DATA FOR THIS TASK section start

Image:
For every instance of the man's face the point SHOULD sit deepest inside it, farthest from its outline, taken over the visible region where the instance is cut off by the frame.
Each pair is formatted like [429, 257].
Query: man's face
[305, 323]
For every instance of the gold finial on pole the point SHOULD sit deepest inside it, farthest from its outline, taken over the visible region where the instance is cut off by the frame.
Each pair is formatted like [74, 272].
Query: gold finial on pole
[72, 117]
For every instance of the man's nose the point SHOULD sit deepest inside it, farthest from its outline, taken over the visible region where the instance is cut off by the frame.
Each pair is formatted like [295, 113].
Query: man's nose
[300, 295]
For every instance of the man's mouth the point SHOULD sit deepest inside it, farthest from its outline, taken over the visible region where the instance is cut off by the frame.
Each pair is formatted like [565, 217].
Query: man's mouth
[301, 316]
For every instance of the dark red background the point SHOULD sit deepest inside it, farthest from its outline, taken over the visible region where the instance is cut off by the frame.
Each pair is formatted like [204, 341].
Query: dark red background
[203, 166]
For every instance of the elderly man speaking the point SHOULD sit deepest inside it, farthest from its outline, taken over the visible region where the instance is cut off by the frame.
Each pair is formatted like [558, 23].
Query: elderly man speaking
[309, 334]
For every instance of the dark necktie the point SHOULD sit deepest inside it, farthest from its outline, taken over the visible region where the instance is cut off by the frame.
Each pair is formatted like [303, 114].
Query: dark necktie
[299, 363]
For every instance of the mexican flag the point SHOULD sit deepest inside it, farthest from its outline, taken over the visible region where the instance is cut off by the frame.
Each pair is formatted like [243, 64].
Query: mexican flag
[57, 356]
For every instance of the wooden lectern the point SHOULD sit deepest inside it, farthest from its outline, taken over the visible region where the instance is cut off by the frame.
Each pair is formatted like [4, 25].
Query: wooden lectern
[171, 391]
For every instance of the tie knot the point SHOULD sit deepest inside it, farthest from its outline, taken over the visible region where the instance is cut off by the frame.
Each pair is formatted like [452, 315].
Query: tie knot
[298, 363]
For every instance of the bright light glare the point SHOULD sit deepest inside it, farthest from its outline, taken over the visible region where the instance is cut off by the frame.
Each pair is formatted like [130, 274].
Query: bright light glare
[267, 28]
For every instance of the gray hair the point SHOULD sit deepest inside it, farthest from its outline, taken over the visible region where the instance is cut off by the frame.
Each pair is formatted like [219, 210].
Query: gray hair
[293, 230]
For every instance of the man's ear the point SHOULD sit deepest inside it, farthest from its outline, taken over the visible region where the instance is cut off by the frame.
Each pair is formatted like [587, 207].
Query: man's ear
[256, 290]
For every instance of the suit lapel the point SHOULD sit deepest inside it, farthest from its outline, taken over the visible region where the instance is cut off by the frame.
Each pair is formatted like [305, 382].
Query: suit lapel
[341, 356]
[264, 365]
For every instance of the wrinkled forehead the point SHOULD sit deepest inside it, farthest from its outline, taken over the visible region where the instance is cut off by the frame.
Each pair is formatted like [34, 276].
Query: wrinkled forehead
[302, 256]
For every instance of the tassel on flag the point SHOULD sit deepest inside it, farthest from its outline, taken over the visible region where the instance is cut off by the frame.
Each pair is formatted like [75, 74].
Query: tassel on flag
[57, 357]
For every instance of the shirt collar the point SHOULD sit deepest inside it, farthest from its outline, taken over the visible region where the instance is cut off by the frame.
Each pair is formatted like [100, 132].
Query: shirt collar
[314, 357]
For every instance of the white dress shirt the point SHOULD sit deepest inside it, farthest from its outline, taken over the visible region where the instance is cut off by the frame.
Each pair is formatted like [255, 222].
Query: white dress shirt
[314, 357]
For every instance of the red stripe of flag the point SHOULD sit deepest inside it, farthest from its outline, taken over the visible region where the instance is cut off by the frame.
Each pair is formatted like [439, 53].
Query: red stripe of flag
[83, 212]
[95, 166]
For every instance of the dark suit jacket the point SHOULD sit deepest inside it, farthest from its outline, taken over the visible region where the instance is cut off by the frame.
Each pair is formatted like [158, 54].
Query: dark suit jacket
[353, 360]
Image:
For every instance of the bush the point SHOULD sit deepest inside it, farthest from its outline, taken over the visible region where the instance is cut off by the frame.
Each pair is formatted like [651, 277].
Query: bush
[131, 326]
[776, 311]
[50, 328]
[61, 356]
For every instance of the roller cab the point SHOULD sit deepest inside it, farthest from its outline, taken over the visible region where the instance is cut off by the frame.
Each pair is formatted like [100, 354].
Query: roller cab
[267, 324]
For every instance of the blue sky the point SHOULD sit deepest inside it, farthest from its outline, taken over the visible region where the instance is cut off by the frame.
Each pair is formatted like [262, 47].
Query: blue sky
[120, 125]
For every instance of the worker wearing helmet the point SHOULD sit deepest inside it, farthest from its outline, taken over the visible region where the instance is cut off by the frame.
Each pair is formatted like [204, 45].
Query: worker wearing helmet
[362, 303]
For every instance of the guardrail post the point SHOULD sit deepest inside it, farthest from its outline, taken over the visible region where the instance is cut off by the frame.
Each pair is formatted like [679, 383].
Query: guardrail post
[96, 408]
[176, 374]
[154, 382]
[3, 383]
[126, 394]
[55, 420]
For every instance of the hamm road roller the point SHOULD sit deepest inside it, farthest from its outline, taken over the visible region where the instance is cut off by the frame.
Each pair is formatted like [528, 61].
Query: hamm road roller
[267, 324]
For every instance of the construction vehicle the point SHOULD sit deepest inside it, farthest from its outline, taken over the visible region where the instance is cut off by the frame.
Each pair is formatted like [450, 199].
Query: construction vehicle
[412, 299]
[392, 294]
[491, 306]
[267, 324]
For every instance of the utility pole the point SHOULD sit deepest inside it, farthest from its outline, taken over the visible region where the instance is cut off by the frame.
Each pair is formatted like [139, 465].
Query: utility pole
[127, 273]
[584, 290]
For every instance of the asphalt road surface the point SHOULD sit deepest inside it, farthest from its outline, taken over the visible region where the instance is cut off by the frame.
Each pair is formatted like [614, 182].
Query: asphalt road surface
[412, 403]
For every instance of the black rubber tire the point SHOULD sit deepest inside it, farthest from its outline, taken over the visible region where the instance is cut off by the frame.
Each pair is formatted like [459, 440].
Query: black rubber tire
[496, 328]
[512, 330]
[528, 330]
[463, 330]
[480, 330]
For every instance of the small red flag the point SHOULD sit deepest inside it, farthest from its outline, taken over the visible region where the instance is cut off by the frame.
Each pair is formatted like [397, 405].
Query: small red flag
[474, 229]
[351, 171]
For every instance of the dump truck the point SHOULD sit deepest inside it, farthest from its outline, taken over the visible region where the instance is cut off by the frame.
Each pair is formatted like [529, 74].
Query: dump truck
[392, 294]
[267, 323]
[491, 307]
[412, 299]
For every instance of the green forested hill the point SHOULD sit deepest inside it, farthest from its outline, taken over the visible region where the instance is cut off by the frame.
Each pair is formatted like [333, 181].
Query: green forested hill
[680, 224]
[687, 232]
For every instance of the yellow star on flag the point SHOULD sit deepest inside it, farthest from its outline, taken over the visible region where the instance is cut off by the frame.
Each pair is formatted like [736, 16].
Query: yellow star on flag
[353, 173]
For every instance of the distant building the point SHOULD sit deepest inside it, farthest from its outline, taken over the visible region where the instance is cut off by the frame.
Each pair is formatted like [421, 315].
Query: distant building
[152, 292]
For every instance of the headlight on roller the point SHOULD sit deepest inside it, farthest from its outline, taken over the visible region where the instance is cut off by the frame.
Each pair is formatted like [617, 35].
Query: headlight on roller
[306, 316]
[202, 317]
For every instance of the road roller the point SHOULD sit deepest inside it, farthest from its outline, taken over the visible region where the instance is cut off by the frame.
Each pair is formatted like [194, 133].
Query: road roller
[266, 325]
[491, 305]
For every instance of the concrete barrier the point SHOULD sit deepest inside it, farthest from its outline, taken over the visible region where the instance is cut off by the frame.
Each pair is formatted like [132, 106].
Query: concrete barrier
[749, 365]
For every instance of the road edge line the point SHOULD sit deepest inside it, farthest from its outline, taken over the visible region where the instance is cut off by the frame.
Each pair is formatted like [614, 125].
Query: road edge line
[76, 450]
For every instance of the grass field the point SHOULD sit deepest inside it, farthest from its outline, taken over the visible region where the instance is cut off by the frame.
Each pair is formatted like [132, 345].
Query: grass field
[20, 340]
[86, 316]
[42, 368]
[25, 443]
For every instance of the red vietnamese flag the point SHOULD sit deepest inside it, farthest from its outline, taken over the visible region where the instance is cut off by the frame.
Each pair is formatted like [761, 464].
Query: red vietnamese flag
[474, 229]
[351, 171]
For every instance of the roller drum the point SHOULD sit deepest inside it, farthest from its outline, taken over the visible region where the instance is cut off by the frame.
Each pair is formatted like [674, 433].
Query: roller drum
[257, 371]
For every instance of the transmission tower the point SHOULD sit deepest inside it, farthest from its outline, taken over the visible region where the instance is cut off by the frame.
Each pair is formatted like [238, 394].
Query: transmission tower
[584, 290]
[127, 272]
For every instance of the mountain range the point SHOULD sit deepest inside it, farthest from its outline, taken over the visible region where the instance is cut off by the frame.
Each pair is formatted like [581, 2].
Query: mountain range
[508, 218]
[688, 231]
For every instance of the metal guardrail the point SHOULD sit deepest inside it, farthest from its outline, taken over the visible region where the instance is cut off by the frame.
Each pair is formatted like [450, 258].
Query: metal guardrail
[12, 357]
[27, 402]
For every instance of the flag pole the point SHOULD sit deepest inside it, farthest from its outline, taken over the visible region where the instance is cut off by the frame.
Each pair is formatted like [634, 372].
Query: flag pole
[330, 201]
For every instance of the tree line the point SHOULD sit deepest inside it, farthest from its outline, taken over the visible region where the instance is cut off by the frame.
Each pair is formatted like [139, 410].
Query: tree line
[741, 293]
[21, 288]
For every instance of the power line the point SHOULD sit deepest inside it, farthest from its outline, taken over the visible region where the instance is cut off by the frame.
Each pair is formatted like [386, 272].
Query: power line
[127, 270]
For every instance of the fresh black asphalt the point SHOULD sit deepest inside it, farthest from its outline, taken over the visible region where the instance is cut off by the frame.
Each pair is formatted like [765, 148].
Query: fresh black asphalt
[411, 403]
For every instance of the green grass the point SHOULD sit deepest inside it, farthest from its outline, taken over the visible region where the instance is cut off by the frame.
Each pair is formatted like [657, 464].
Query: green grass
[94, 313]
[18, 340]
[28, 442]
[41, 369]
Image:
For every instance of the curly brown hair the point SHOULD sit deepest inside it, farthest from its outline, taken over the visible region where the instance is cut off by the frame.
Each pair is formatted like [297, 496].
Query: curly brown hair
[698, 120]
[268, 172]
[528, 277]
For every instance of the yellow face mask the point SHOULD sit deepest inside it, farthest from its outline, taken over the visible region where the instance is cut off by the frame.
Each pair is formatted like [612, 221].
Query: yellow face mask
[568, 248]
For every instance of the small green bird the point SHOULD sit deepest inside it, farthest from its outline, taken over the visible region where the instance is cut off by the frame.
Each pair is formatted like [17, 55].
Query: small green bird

DATA FOR THIS TASK section end

Write down only the number of lines above where the word "bird" occurs.

2